## Your instructions
Return every line below that contains the word "hand".

## Excerpted data
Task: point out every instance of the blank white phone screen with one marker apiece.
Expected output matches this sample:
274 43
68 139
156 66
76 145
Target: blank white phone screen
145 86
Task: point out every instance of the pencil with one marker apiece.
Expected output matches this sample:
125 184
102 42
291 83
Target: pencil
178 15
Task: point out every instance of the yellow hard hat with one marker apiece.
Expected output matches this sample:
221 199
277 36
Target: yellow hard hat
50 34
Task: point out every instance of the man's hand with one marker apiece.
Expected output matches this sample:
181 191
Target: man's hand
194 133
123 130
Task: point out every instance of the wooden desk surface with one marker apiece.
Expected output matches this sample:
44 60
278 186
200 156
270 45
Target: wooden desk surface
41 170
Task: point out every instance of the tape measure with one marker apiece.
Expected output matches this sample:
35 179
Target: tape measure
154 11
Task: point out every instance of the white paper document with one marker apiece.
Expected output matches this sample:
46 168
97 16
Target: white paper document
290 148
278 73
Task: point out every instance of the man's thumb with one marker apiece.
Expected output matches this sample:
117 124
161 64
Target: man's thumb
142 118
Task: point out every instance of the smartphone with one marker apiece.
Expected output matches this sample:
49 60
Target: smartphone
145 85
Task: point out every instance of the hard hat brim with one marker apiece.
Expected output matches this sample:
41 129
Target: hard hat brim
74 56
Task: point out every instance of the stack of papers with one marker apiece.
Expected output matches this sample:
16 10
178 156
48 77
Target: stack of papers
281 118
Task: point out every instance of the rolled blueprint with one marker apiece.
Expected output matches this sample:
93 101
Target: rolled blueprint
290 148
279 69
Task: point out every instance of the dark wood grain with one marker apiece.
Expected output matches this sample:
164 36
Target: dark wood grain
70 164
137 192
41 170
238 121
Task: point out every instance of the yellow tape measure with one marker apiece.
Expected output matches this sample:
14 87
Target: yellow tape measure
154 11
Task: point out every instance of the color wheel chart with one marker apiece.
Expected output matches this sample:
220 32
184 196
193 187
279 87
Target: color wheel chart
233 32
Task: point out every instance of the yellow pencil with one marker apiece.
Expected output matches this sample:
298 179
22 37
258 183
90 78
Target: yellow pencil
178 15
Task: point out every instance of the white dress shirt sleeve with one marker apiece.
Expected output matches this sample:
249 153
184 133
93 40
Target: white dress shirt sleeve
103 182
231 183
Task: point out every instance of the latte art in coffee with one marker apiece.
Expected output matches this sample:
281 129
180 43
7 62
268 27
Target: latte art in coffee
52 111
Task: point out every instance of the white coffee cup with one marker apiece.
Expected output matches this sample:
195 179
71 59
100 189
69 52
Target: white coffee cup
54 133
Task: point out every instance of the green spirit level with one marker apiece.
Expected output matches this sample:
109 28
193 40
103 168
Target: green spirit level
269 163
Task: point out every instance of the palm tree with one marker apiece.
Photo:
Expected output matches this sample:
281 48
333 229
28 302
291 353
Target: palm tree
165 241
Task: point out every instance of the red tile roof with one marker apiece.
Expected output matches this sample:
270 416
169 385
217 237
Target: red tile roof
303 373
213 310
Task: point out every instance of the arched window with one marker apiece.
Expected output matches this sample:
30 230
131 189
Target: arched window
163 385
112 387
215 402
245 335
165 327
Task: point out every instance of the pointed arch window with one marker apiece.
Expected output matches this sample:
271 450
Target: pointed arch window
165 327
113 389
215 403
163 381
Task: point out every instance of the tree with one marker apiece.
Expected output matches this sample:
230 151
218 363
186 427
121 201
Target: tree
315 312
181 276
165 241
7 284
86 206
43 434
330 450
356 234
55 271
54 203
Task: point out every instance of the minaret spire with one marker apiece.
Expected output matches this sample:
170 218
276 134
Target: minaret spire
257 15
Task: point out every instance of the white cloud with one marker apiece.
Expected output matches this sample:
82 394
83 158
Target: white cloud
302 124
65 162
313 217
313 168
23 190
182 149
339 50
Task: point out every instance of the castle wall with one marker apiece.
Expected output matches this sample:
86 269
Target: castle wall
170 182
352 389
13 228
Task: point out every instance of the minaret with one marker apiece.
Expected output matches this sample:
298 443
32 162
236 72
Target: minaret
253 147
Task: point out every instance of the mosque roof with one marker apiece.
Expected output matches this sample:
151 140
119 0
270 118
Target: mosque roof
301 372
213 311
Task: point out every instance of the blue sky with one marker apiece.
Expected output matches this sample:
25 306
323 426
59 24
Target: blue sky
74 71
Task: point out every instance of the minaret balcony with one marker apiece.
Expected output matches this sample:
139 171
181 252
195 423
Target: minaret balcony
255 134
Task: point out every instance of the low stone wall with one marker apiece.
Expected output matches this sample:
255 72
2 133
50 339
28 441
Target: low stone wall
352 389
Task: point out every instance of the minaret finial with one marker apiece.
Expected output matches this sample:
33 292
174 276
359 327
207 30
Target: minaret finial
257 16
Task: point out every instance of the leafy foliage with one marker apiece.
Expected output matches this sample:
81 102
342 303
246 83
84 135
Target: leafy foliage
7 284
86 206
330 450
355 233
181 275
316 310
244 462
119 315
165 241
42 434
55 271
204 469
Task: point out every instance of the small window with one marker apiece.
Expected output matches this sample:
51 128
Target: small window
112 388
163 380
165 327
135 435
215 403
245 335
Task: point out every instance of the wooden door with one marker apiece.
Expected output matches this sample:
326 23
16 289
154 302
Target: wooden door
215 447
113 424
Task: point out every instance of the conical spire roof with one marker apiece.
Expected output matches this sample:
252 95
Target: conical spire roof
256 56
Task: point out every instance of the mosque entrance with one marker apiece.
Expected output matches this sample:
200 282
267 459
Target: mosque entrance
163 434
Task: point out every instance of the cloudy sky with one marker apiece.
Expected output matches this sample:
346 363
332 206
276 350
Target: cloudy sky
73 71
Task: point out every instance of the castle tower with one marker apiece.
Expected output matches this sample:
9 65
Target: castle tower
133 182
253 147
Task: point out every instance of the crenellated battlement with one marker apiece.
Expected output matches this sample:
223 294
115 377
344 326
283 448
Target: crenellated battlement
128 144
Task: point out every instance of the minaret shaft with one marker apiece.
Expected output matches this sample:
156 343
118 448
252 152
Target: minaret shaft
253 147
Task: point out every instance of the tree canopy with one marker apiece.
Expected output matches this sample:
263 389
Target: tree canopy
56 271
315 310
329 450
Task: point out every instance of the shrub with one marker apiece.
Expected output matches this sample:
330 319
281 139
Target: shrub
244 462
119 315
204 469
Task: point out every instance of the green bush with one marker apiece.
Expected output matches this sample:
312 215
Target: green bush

==

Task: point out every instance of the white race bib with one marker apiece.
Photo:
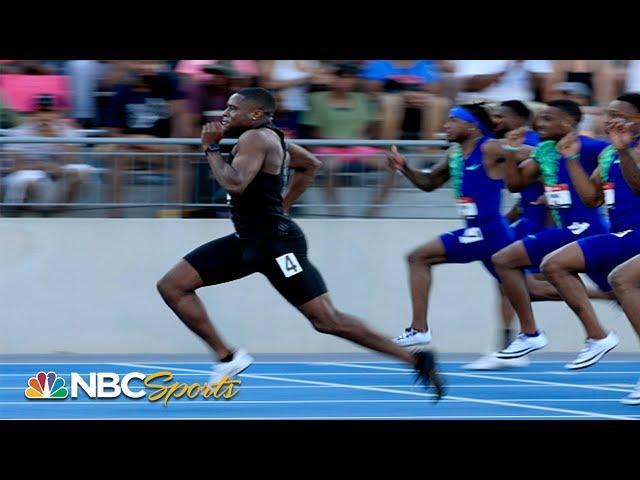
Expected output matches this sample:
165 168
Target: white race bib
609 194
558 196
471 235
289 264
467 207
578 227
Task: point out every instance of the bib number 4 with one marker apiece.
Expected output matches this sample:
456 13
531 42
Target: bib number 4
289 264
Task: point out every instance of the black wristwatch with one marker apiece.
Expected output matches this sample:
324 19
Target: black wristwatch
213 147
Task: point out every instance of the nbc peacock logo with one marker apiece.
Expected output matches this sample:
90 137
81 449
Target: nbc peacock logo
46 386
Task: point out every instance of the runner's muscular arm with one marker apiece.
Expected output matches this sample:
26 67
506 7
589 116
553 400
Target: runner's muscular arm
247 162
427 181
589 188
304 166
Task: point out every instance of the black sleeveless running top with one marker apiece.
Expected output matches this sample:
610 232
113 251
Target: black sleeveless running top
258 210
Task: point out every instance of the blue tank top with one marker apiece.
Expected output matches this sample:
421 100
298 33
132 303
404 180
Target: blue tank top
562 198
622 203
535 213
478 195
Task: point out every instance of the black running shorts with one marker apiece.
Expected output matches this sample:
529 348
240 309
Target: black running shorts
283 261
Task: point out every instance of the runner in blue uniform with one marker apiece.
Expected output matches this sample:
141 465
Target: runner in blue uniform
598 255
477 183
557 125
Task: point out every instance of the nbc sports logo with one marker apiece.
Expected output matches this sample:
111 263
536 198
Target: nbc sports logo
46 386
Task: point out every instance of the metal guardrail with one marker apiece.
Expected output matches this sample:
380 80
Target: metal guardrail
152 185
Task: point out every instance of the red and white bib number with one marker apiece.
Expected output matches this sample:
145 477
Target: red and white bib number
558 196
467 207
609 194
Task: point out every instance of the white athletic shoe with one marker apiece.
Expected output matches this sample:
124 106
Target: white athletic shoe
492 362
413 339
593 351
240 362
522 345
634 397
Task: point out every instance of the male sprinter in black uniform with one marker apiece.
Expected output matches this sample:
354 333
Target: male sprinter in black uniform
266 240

## Answer to the task
Task: point out every instance of the man's hand with one marker apiece.
Target: man's hand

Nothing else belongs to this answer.